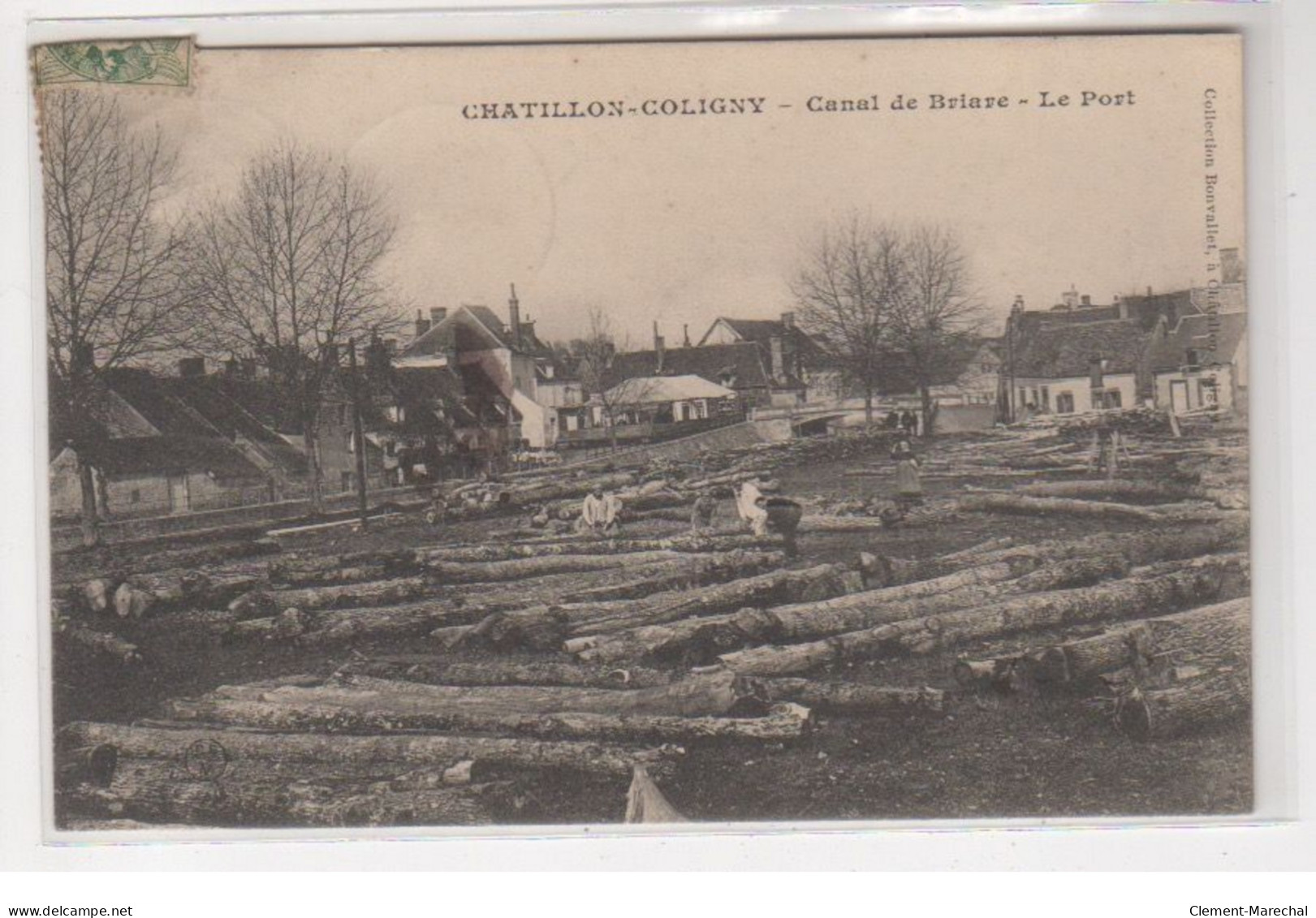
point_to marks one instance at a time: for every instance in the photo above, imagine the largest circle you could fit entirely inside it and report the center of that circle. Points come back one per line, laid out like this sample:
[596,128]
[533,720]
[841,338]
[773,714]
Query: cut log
——————
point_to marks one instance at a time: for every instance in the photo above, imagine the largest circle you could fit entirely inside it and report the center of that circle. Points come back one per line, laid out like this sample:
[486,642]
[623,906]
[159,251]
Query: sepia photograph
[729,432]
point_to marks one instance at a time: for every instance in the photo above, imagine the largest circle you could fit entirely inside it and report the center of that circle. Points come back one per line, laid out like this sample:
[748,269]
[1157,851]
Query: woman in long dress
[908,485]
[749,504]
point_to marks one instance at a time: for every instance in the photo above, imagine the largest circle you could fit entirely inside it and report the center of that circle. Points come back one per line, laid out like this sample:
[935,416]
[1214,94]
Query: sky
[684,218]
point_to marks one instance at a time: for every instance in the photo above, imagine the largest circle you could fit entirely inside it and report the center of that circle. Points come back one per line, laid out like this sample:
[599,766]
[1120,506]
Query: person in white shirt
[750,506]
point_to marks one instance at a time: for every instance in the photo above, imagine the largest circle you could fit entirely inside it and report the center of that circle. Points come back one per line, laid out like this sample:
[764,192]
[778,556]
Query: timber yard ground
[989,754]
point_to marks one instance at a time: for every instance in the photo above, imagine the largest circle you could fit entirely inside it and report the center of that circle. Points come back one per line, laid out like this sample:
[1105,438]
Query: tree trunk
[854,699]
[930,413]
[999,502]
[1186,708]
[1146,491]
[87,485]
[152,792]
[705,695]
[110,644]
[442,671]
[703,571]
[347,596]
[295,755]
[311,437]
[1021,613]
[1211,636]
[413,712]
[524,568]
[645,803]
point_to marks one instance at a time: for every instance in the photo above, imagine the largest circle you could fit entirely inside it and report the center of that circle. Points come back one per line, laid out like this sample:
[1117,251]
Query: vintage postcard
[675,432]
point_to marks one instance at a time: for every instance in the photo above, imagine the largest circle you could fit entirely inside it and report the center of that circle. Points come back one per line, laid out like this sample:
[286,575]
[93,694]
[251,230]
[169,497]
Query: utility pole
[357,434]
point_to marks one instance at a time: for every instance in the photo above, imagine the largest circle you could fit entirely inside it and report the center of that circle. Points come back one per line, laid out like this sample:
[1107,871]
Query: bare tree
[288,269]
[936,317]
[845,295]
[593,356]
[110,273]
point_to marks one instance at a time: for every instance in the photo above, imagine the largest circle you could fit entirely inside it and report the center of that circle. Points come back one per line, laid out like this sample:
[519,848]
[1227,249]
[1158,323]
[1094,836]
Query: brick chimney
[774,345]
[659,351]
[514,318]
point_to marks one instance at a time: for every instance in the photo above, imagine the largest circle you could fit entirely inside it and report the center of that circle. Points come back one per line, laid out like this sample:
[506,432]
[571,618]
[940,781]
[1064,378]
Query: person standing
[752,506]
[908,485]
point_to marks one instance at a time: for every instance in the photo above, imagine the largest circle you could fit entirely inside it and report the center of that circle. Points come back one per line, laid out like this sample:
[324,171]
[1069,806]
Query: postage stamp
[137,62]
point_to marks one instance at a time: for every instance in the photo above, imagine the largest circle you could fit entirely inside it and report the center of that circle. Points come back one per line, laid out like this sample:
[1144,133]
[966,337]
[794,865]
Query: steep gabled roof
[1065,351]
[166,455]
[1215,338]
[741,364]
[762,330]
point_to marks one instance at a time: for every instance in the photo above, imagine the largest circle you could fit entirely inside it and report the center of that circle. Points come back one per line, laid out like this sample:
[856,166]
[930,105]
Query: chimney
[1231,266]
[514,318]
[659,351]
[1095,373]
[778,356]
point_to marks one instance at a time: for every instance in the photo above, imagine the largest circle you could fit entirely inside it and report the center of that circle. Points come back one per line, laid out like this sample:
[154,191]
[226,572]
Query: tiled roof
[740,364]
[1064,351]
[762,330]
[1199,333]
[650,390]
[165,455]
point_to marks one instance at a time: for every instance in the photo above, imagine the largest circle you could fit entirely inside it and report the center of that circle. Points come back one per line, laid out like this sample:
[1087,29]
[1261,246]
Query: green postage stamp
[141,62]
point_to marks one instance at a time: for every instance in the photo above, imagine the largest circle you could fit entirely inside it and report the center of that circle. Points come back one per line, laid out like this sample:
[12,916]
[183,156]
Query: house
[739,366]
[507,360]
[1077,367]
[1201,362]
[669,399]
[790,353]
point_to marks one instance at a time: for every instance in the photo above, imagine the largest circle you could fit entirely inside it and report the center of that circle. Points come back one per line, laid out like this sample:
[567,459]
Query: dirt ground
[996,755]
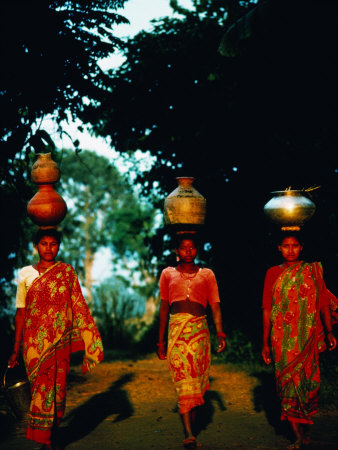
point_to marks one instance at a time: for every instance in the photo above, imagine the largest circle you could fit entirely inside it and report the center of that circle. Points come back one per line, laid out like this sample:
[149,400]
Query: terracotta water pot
——————
# Aim of the task
State how many lines in the items above contain the word "person", giving only the number.

# Result for this task
2